CONSIGNE >>
Reprenez l'article ci-dessous sur l'abstinence volontaire et écrivez-en la suite à partir de sa dernière phrase.

TEXTE À LIRE >>
:::::

Seule comme plus de 17 millions de Canadiens, notre journaliste en a eu assez de chercher l’âme sœur. Après mûre réflexion, elle s’offre un moment d’interruption : 50 jours sans la moindre drague. L’occasion de lancer la réflexion au sujet des applications de rencontres, de l’abstinence et de la sexualité avec des experts et de nombreux célibataires. Survol d’un sujet qui ne laisse personne indifférent.

L’abstinence volontaire

Dans le film américain 40 Days and 40 Nights, le personnage principal choisit de ne pas avoir de relation sexuelle pendant 40 jours. Notre journaliste s’en est inspirée : 50 jours sans bisou, sans drague ni plaisir solitaire. Une expérience qui l’a menée à s’interroger sur l’abstinence sexuelle, un sujet de moins en moins tabou.

Qu’est-ce qui peut bien mener une personne à souhaiter prendre une pause et éviter toute relation intime pendant un long moment ?

Au fil de l’été, une vingtaine de personnes nous ont fait part de leur expérience de célibat volontaire. Les raisons évoquées sont nombreuses : rupture amoureuse difficile, frustration de ne pas rencontrer la bonne personne, vie sexuelle trop active, désir de changer ses schémas répétitifs, etc.

« Si l’abstinence est choisie, on peut s’attendre à ce qu’elle procure des effets positifs », dit le Dr Johan Autruc-C., psychologue.

:::::

DOCUMENTS FOURNIS >>

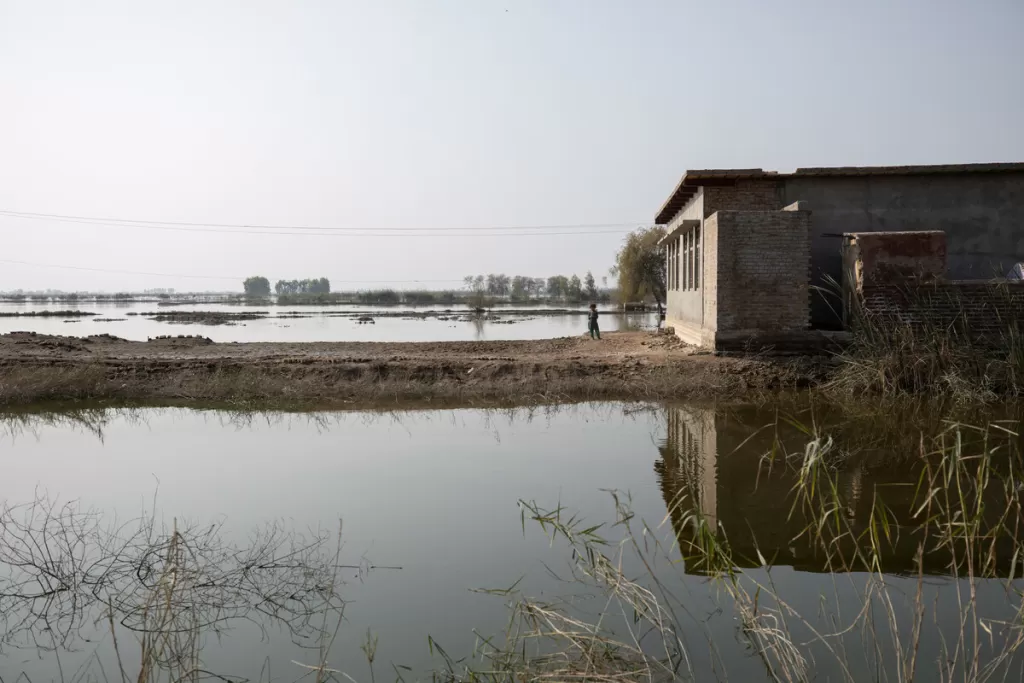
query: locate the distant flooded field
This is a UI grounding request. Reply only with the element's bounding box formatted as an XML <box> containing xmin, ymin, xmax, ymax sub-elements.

:::::

RÉSULTAT >>
Lyne Trépanier, 47 ans, a vécu des périodes d’abstinence volontaire et involontaire, qui ont duré entre 11 et 27 mois.

« Ce n’est vraiment pas le même sacrifice. Quand c’était volontaire, je ne réalisais même pas le temps qui passait. Mais [lorsque c’était involontaire], je comptais les mois et j’étais frustrée », dit-elle.

Lorsque les périodes étaient voulues, Lyne Trépanier n’en a ressenti que des effets positifs, dont la sensation de se rechoisir, de renouer avec elle-même.

D’ailleurs, ce qui ressort des témoignages recueillis, ce sont les nombreux aspects bénéfiques de cette pause, surtout lorsqu’elle est choisie. Nous les avons aussi ressentis. Épanouissement, cheminement personnel, nouveau départ, meilleure estime de soi, énergie redoublée sont des termes régulièrement utilisés.

Contrairement à ce que nous pensions, la difficulté de respecter l’abstinence n’a pratiquement jamais été évoquée. « Puisque c’est un choix, les personnes ont souvent en tête un objectif et donc elles donnent un sens à tout ça. Elles considèrent que ça va leur être utile », dit le psychologue Johan Autruc-C.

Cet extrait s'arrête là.